### PROBLEM REQUIREMENTS
Rewrite the records, changing every "Can you spot" to "Can you find" and keeping everything else as it is.

### GIVEN DATA
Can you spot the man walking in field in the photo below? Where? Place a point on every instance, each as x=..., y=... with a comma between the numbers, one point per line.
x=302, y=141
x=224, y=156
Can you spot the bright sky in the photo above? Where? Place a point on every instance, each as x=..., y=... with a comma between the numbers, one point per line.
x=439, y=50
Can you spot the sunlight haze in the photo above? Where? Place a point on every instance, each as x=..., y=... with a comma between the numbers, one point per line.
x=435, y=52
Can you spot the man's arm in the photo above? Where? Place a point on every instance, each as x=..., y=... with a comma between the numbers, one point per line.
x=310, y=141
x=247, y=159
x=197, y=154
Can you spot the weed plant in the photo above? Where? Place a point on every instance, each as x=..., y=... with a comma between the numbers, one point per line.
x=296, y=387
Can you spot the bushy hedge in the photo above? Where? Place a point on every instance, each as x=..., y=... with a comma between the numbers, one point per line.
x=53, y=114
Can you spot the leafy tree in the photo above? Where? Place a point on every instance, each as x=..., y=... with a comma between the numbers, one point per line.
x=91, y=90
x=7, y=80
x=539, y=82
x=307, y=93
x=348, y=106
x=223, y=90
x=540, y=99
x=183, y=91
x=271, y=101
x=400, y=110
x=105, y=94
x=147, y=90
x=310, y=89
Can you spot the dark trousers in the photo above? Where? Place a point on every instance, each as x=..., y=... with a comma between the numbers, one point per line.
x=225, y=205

### RESULT
Can you find the man walking in field in the photo below? Where? Place a point on every instance, each as x=..., y=... with a comma between the numbers, one point per line.
x=302, y=141
x=224, y=156
Can you find the bright sky in the photo above? Where? Place a point on every instance, each as x=..., y=... with a comma between the numbers, one point per line.
x=439, y=50
Can you find the sunlight haze in the photo above? Where? Place a point on every instance, each as x=..., y=... with a comma between the numbers, one point per line.
x=435, y=52
Can you find the man's arm in the photo above? Where? Place a point on every instance, each as x=..., y=... with a comma between the numbers, one point per line.
x=310, y=141
x=247, y=159
x=197, y=154
Can you find the weed plant in the photo above? Where? Place a point on every instance, each as x=..., y=... with a comma between the numbers, one point per line.
x=296, y=387
Can you find the bushy hedge in the photo above? Where? Place a point on every instance, each as x=..., y=... with a comma between the numbers, one point per line.
x=53, y=114
Can you find the leafy tree in the photo above? Where? Place a point on every instance, each as x=..., y=... with a comma between the numbers, one point per line.
x=91, y=90
x=7, y=80
x=539, y=82
x=307, y=93
x=348, y=106
x=223, y=90
x=540, y=99
x=183, y=91
x=271, y=101
x=400, y=110
x=105, y=94
x=147, y=90
x=310, y=89
Can you find the dark trousers in the photo above? Where? Place a point on every instance, each as x=..., y=... with a comma between the numbers, one point per line.
x=225, y=205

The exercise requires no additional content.